▶ **Provided data**:
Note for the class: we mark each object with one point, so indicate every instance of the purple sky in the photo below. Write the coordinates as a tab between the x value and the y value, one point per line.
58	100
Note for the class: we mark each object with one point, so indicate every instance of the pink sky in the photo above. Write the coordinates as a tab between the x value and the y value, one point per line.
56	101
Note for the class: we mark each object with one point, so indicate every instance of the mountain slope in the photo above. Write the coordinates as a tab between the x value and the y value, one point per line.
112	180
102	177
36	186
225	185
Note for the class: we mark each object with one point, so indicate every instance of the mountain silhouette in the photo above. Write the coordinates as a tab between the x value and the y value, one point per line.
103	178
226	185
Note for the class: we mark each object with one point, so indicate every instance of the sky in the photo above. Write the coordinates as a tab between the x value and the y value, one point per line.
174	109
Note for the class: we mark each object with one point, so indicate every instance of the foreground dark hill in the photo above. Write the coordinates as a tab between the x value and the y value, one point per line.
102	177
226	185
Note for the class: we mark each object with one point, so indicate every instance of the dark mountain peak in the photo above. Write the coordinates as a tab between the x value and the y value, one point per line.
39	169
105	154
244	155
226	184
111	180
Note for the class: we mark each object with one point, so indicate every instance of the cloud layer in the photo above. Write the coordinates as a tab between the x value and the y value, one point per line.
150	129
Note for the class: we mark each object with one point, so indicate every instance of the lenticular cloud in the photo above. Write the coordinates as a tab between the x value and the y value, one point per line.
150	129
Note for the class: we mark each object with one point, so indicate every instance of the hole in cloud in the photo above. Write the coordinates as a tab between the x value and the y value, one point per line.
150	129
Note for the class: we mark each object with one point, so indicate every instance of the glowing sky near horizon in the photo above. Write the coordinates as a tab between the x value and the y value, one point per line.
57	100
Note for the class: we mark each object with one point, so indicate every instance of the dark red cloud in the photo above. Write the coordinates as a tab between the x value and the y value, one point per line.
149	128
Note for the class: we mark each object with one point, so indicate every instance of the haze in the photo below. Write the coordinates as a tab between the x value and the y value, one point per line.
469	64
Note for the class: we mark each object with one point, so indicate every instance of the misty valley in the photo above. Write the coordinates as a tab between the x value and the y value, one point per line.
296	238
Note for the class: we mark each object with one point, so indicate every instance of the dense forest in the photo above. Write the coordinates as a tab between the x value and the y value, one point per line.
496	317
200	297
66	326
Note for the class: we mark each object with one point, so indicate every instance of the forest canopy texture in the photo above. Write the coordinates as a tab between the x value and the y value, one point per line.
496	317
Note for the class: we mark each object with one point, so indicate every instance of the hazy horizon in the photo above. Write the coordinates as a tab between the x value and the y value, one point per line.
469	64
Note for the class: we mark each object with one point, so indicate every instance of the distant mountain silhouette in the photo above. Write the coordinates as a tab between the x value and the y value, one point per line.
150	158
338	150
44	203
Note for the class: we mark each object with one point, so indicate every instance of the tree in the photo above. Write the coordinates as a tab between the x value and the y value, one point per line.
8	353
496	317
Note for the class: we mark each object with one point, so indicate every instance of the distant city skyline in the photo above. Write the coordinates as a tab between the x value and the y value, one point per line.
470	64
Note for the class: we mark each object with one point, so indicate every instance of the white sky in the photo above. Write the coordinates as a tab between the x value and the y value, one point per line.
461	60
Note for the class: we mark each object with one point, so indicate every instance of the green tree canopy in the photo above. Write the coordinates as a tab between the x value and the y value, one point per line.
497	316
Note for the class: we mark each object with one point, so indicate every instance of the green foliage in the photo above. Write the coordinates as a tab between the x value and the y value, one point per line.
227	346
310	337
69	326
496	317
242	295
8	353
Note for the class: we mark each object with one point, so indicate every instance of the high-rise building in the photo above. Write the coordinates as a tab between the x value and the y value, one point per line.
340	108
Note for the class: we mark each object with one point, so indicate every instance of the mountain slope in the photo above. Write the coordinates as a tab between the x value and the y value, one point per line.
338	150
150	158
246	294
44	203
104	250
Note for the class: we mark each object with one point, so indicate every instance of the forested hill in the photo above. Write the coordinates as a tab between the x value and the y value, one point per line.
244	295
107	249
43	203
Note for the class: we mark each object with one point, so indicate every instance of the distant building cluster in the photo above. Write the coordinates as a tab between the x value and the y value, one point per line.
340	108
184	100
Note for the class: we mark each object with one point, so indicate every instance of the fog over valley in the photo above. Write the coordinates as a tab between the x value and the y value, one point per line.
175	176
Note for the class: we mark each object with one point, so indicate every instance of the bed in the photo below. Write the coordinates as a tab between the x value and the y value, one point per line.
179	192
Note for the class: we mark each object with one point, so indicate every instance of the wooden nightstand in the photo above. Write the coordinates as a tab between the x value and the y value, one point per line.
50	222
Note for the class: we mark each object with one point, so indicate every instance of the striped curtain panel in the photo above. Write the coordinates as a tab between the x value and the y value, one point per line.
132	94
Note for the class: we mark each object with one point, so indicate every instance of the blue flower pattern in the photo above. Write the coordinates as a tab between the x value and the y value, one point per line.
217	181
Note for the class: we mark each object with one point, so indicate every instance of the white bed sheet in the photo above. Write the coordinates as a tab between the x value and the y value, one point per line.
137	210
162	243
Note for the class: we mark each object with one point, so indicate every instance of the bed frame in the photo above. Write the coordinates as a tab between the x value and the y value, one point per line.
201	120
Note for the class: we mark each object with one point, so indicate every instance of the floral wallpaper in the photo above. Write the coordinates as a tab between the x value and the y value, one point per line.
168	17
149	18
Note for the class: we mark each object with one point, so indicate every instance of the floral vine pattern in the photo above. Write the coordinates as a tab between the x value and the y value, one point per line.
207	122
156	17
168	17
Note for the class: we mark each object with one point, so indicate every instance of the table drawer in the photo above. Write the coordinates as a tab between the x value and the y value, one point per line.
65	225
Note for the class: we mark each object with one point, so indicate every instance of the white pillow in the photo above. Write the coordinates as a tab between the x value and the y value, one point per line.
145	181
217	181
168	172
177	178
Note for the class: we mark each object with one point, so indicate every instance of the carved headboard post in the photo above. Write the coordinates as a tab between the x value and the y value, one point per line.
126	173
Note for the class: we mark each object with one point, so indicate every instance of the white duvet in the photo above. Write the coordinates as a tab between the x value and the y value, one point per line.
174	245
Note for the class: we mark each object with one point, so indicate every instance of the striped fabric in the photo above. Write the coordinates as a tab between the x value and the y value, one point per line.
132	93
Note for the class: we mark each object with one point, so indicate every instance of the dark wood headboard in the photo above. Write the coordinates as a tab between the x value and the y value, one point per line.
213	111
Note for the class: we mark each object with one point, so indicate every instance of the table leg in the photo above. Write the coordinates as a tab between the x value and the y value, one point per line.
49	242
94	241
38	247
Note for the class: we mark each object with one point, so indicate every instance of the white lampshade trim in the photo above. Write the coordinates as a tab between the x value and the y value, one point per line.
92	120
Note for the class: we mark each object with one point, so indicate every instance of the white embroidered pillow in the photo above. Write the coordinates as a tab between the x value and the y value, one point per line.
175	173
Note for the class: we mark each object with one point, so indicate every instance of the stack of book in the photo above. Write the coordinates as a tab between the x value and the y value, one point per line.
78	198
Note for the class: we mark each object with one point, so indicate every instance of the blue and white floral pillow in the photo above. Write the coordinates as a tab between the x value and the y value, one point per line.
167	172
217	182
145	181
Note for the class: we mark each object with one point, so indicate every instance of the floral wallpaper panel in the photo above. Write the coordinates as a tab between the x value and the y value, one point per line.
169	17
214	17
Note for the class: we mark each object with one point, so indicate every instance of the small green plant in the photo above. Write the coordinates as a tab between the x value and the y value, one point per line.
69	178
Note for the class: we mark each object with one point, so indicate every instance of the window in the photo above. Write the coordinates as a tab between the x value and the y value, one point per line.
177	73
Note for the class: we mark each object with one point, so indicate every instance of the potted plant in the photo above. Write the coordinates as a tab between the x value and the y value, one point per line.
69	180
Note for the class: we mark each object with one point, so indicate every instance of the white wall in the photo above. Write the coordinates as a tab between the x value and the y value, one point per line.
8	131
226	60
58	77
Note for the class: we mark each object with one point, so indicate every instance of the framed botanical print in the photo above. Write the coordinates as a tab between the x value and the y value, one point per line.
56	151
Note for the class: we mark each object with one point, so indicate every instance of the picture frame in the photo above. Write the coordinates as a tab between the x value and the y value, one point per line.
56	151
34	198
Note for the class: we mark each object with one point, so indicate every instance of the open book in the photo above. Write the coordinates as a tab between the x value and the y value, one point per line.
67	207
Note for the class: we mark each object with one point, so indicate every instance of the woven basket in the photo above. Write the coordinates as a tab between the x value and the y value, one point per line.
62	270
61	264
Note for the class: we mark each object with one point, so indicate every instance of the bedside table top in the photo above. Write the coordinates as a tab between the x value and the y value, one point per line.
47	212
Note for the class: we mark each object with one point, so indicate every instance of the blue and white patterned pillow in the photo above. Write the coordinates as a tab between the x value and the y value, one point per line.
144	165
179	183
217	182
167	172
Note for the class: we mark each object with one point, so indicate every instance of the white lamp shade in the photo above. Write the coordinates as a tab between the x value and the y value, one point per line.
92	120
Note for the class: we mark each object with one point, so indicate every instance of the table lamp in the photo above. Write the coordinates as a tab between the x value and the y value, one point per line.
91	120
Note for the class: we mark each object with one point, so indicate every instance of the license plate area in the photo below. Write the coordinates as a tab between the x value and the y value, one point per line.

▶ **Exercise prompt**:
Look for the line that contains "white lamp shade" in the entries above. Set it down, along with all later lines, exactly as written.

▶ **Answer to the exercise**:
Note for the class: we mark each object with one point, so indicate every instance of the white lamp shade in the photo above. Write the coordinates as a tab between the x value and the y value, one point per line.
92	120
Note for the class: we mark each object with one point, so indicate every instance of the table lamp in the photo above. Write the coordinates as a tab between the x value and the y value, one point per line.
91	120
Note for the class: we mark each object with one point, so indicate every instance of the license plate area in the photo below. Write the coordinates as a tab between the x value and the y value, one point per line.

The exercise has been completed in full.